▸ **Challenge**
Copy every line of the data below word for word, omitting the images.
********
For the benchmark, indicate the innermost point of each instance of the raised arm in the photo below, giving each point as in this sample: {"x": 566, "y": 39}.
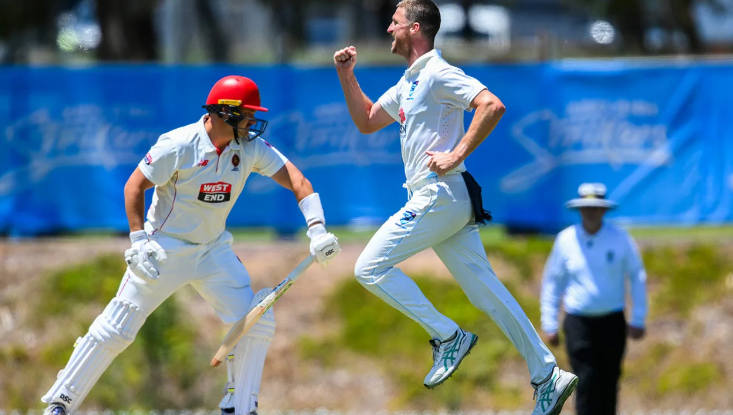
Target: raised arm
{"x": 367, "y": 116}
{"x": 135, "y": 189}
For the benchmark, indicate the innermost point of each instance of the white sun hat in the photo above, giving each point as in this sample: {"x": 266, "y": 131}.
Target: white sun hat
{"x": 591, "y": 195}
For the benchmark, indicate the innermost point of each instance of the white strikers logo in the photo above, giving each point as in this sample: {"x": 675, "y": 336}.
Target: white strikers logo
{"x": 215, "y": 192}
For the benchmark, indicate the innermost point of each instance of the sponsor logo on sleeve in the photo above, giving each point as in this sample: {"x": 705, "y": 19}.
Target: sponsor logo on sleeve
{"x": 412, "y": 90}
{"x": 406, "y": 218}
{"x": 215, "y": 192}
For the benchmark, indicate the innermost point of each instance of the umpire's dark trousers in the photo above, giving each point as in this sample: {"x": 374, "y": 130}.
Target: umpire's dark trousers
{"x": 596, "y": 348}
********
▸ **Response for this exercise**
For the benchmark, indicate the innermost point of each instance of the raised arm in the photo below, giving each point as in this sample: {"x": 566, "y": 39}.
Target: raised arm
{"x": 367, "y": 116}
{"x": 135, "y": 189}
For the benchmark, indicate the innermost point of each instance of the white sun hat in the photo above, giving each point as in this sample: {"x": 266, "y": 131}.
Target: white sun hat
{"x": 591, "y": 195}
For the benchmark, indicate the innermost point of each instance of the white strikers logo in the photo above, giving each point as in this sample: {"x": 675, "y": 336}.
Target: white strikers logo
{"x": 215, "y": 192}
For the benchmark, indicate the innermost point of each instance of the sponsor logo on sleeve in the photo above, giving each point as in this sample: {"x": 705, "y": 19}.
Target: sponsor logo on sleeve
{"x": 412, "y": 90}
{"x": 406, "y": 218}
{"x": 215, "y": 192}
For the benchmark, indicate the innermost point of each instance of the umpire's dark trousers in the photo above, giving each point as in this sample: {"x": 374, "y": 130}.
Target: umpire's dark trousers
{"x": 596, "y": 348}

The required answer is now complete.